* ESTRATTO DEL TESTO

○ ○ ○ ○ ○ ○ ○

Eppure lei e i suoi compagni hanno saputo trasformare tutto questo in
resilienza: hanno inventato una cassa di resistenza, una sorta di società di
mutuo soccorso, e l’orto dei cassintegrati, inserito per cinque anni
nell’esperienza più larga degli orti urbani.
Cinzia,
impiegata alla Whirpool di Pesaro-Urbino,denuncia il declassamento delle donne
affette da malattie professionali, primo fra tutti il tunnel carpale,e la
persistente incomprensione maschile: “quando nel mio biglietto da visita ho
fatto scrivere ‘segretaria’ e non ‘segretario’, in molti credevano fossi la
segretaria del mio segretario generale! ” Racconta anche, però, degli scioperi a scacchiera contro gli esuberi
alla Indesit: “abbiamo lottato divertendoci”.
E
infine Rosy, della STM – microelettronica di Catania, a proposito delle camere bianche, sterili e dove si
entradopo aver indossato visiere, calzari e tute speciali, confessa: “si deve
servire le macchine”, in turni fino a 16 ore; e descrive il rito delle pagelline per la promozione,
una valutazione di sapore ottocentesco, nella quale scioperi assenze malattie
congedi ti penalizzano; e ovviamente sono le donne che, per via del doppio
lavoro, ne usufruiscono di più.

○ ○ ○ ○ ○ ○ ○

* RECORD MOSTRATI
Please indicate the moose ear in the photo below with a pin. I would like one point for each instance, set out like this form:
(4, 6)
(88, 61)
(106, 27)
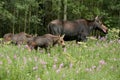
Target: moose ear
(63, 36)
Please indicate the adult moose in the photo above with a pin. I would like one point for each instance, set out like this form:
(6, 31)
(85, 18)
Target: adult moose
(76, 30)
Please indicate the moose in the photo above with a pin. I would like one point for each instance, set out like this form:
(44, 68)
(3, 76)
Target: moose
(76, 30)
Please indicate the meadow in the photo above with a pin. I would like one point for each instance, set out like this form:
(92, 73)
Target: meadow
(92, 60)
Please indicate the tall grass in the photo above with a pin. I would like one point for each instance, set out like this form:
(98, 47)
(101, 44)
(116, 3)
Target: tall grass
(93, 60)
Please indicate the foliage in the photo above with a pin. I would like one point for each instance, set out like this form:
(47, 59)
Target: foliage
(93, 60)
(32, 16)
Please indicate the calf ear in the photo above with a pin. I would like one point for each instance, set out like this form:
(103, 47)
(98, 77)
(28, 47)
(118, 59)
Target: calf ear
(63, 36)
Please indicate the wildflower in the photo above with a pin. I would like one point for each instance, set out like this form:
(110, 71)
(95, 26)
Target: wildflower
(63, 75)
(25, 60)
(64, 49)
(35, 68)
(102, 62)
(93, 67)
(71, 65)
(58, 70)
(38, 79)
(43, 62)
(61, 65)
(99, 67)
(15, 57)
(29, 59)
(35, 58)
(49, 54)
(55, 60)
(1, 62)
(54, 66)
(9, 60)
(88, 69)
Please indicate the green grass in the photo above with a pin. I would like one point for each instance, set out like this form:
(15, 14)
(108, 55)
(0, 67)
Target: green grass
(93, 60)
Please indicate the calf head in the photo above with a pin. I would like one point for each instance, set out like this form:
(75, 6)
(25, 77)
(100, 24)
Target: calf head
(60, 40)
(100, 25)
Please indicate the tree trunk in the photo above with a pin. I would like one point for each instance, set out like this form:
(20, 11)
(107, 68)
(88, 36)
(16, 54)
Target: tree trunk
(65, 10)
(13, 25)
(25, 21)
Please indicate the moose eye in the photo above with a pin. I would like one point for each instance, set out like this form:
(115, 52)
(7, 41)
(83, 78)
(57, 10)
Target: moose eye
(61, 41)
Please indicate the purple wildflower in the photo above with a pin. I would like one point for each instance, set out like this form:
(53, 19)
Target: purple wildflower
(58, 70)
(102, 62)
(71, 65)
(54, 66)
(35, 58)
(9, 60)
(15, 56)
(35, 68)
(25, 60)
(61, 65)
(1, 62)
(43, 62)
(38, 79)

○ ○ ○ ○ ○ ○ ○

* ESERCIZI
• a. Per favore, indica se queste affermazioni concordano con il brano sulle lavoratrici, rispondendo sì o no e citando le parole del brano che lo stabiliscono: (i) Rosy lavora alla STM di Catania; (ii) nelle camere bianche i turni arrivano fino a 12 ore; (iii) l'orto dei cassintegrati ha fatto parte per cinque anni dell'esperienza degli orti urbani.
• b. Prosegui il brano sulle lavoratrici a partire dal punto in cui si interrompe.

* SOLUZIONI
• a.
(i) Sì: "Rosy, della STM – microelettronica di Catania".
(ii) No: "in turni fino a 16 ore".
(iii) Sì: "inserito per cinque anni nell’esperienza più larga degli orti urbani".

• b.
Che cosa manca in questo libro
C’è
un’assenza totale di donne migranti, probabilmente perché lavorano in altri
settori, agricolo, tessile, di ristorazione, di cura. Solo un’impiegata afferma
di fare volontariato, insegnando italiano per stranieri. Per il resto, nessun
cenno.
Ciò
accade, probabilmente, perché della globalizzazione si colgono solo gli aspetti
della precarizzazione, delocalizzazione e robotizzazione, ma non compare alcuna
riflessione sui due fenomeni di lunga durata epocali che ci interrogano oggi:
la devastazione ambientale e le grandi migrazioni; pare insomma che ciascuna intervistata
guardi solo alla cultura bianca occidentale, cui appartiene e nella quale si
sente, tutto sommato, ben integrata.
Manca,
inoltre, una visione complessiva e complessa del modo di produzione
industriale: neppure una parola viene
spesa sull’impatto ambientale, sulla necessità della riconversione o
sull’urgenza improrogabile di pensare a un modello alternativo a quello
capitalistico; manca, cioè, una critica del sistema che di fatto viene
accettato e del quale si propongono solo piccoli aggiustamenti (soltanto le
operaie alla catena di montaggio appaiono più critiche); il tema ricorrente è piuttosto la difesa del posto di lavoro così
com’è.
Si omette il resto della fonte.